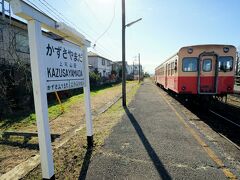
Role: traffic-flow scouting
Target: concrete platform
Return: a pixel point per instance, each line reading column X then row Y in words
column 236, row 89
column 151, row 143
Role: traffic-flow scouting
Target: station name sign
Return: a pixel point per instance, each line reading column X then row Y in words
column 63, row 65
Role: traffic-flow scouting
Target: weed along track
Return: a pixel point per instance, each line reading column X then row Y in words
column 67, row 125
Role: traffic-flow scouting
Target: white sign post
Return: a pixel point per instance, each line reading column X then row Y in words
column 55, row 66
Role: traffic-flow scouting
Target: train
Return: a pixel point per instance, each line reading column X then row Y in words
column 199, row 70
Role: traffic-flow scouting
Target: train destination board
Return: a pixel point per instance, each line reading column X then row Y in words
column 63, row 65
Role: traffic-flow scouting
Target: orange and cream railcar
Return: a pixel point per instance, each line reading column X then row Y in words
column 200, row 69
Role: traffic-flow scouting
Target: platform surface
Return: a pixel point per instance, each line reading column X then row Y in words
column 151, row 143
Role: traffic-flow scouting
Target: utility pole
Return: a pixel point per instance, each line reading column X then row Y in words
column 139, row 70
column 123, row 56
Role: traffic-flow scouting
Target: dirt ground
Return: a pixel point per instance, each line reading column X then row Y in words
column 15, row 151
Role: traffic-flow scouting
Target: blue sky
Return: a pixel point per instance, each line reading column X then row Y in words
column 167, row 25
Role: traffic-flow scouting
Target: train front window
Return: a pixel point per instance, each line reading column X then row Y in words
column 189, row 64
column 225, row 63
column 207, row 65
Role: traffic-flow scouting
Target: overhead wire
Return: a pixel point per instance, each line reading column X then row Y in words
column 51, row 10
column 109, row 26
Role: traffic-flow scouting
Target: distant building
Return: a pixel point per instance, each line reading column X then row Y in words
column 13, row 42
column 135, row 70
column 100, row 64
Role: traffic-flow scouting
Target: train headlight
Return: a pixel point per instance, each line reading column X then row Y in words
column 225, row 49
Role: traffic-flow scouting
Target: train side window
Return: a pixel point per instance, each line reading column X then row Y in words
column 225, row 63
column 189, row 64
column 207, row 65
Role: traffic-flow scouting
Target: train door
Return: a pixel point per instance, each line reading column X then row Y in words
column 207, row 79
column 166, row 73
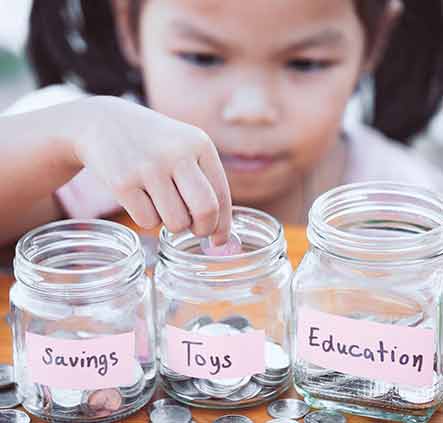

::::

> **The request**: Render every line of the listing above as a JSON array of strings, one string per line, with blank lines dropped and the pictures left out.

> **Full answer**:
[
  "Role: traffic-flow scouting",
  "Target: concrete platform",
  "Return: a pixel point per instance, each line reading column X then row Y in words",
  "column 236, row 89",
  "column 151, row 143",
  "Role: traffic-flow scouting",
  "Target: station name sign",
  "Return: a pixel point per instance, each line reading column X then row Y in words",
  "column 63, row 65",
  "Role: traffic-flow scouting",
  "Target: weed along track",
  "Return: a pixel point per instance, each line reading column X then row Y in words",
  "column 67, row 125",
  "Role: traffic-flow scouting",
  "Target: white sign post",
  "Return: a pixel point per instance, each line reading column X then row Y in words",
  "column 55, row 66",
  "Role: traffic-flow scouting",
  "Target: train",
  "Return: a pixel point per instance, each line reading column X then row Y in words",
  "column 199, row 70",
  "Role: traffic-flow scouting",
  "Target: train destination board",
  "Return: a pixel point per instance, each line reading column X then row Y in words",
  "column 63, row 65",
  "Role: traffic-flow scouting",
  "Target: orange and cream railcar",
  "Return: a pixel point per instance, each line reading column X then row Y in words",
  "column 200, row 69",
  "Role: traffic-flow scouting",
  "Target: platform surface",
  "Return: a pixel point per instance, each line reading column X then row Y in words",
  "column 151, row 143",
  "Role: traffic-flow scouting",
  "Target: utility pole",
  "Return: a pixel point per instance, each line reading column X then row Y in words",
  "column 139, row 70",
  "column 123, row 56",
  "Role: traffic-flow scouting",
  "Target: dirt ground",
  "Return: a pixel point per instance, each line reading column X then row Y in words",
  "column 15, row 151",
  "Role: traffic-flow scouting",
  "Target: blue sky",
  "Return: a pixel point per instance, each line reading column X then row Y in words",
  "column 167, row 25",
  "Role: traffic-flow scouting",
  "Target: train front window",
  "Return: a pixel point per instance, each line reading column X then row Y in words",
  "column 189, row 64",
  "column 225, row 63",
  "column 207, row 65",
  "Role: traffic-flow scouting",
  "Target: overhead wire",
  "Return: a pixel point per instance, each line reading column X then row Y in words",
  "column 51, row 10",
  "column 109, row 26",
  "Role: traffic-flow scouting",
  "Target: distant building",
  "Return: a pixel point per instance, each line reading column X then row Y in words",
  "column 13, row 42",
  "column 135, row 70",
  "column 100, row 64",
  "Role: traffic-flow scouting",
  "Target: train headlight",
  "Return: a pixel point per instance, each line reading column X then row Y in words",
  "column 225, row 49",
  "Role: traffic-flow scouting",
  "Target: train side window",
  "Return: a pixel point per instance, each line reading column X then row Y in words",
  "column 225, row 63",
  "column 189, row 64",
  "column 207, row 65",
  "Role: traffic-flow scouting",
  "Target: train door",
  "Return: a pixel point per instance, each line reading column X then row Y in words",
  "column 207, row 79",
  "column 166, row 73"
]